_Excerpt to read_.
REDEFINE YOUR BOXES
I confess: I am in love with artist Dustin Yellin’s mind.
He strongly believes that “if you have amazing people around you, then amazing things will happen” and he’s been proving that truth over and over again.
In 2015, artist Dustin Yellin did this captivating video, “A Journey Through the Mind of an Artist,” as a TEDTalk in Vancouver. It has been widely viewed.
Yellin uses a process involving layered glass to explore what one commentator describes as “themes of nature at odds with human technological progress.”
He throws together metaphors, allegories, dreamscapes, and visions and mixes them up into glorious, chaotic and dizzy-making narratives that keep unfolding the longer you stand there and try to take it all in.
The monumental apocalyptic “Triptych” which he features in the video was inspired by Dutch painter Hieronymus Bosch’s “The Garden of Earthly Delights” triptych that is part of the permanent collection at the Museo del Prado in Madrid.
Yellin’s sculpture weighs 12 tons. Hieronymus Bosch’s painting is not quite so hefty.
The other works he features are part of a series of sculptures he calls “Psychogeographies,” which are commentaries on the human condition in these unsettling times.
The essentially biographical YouTube video is an interesting look inside one artist’s head. At the time, Yellin was promoting what he calls his “brick box.”
That box is “Pioneer Works”, a creativity incubator that grew out of Yellin’s conviction that the best art and the very best thinking happens when you throw together talented artists and intellectuals and let them build connections with each other and play together to spark up all kinds of marvels that they then share with the rest of the world.
In the intervening years since that article, Yellin has been spot-on. Innovation and alternative thinking happen at Pioneer Works.

_Complete the following_.
#1 Summarize the article about Dustin Yellin in two sentences.
#2 In the article about Dustin Yellin, what painting inspired his "Triptych"?
#3 Carry the article about Dustin Yellin forward from its final sentence.
The data after this point comes from a separate source.

_Data section_.
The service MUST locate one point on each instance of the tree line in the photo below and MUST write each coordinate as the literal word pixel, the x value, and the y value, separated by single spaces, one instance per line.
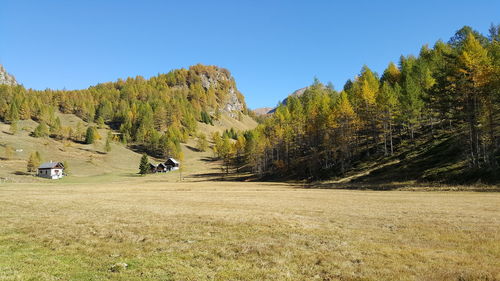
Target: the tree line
pixel 155 115
pixel 450 87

_Exercise responses_.
#1 Artist Dustin Yellin, who believes that amazing people around you make amazing things happen, gave a widely viewed 2015 TEDTalk in Vancouver featuring his layered-glass works, including a 12-ton "Triptych" inspired by Hieronymus Bosch's "The Garden of Earthly Delights" and his "Psychogeographies" series. At the time, he was promoting Pioneer Works, a creativity incubator that brings talented artists and intellectuals together, and innovation and alternative thinking have since happened there.

#2 Hieronymus Bosch's "The Garden of Earthly Delights" triptych inspired it.

#3
THE BACK STORY
Five years before the talk, when he was an up-and-coming artist hitting his stride as the darling of the Beautiful People and the blue-chip movers, shakers and cultural illuminati in the Age of Information and Social Connection, Yellin had New York City all abuzz.
He had just closed a real estate deal for an enormous three-story, 25,000-square-foot abandoned wreck of a Civil War-era ironworks factory on Pioneer Street as well as its adjoining garbage-strewn lot in the infamous Red Hook, a neighborhood along Brooklyn’s waterfront that was once dubbed the “crack capital of America” by LIFE Magazine in the late 1980’s.
The place has history. Pioneer Iron Works, which originally inhabited the building in 1866, created machinery for sugar production (which they shipped to Cuba in the late 1800’s and then to Puerto Rico in the early 1900’s) as well as railroad tracks and large-scale machines required by industry.
The building burned to the ground in a devastating fire in 1881 and was quickly rebuilt. The factory remained in operation until the end of World War II.
It was this building that was a landmark that gave Pioneer Street its name.
The one-time maritime neighborhood of Red Hook is on a peninsula that projects into the Upper New York Bay. It is less than one square mile, bounded by the Gowanus Expressway, the Gowanus Canal, Upper New York Bay and Buttermilk Channel.
More than half of the neighborhood’s residents live in subsidized rentals at New York City Housing Authority’s Red Hook Houses, the largest public housing development in Brooklyn. The development is located a few blocks away from Yellin’s “brick box.”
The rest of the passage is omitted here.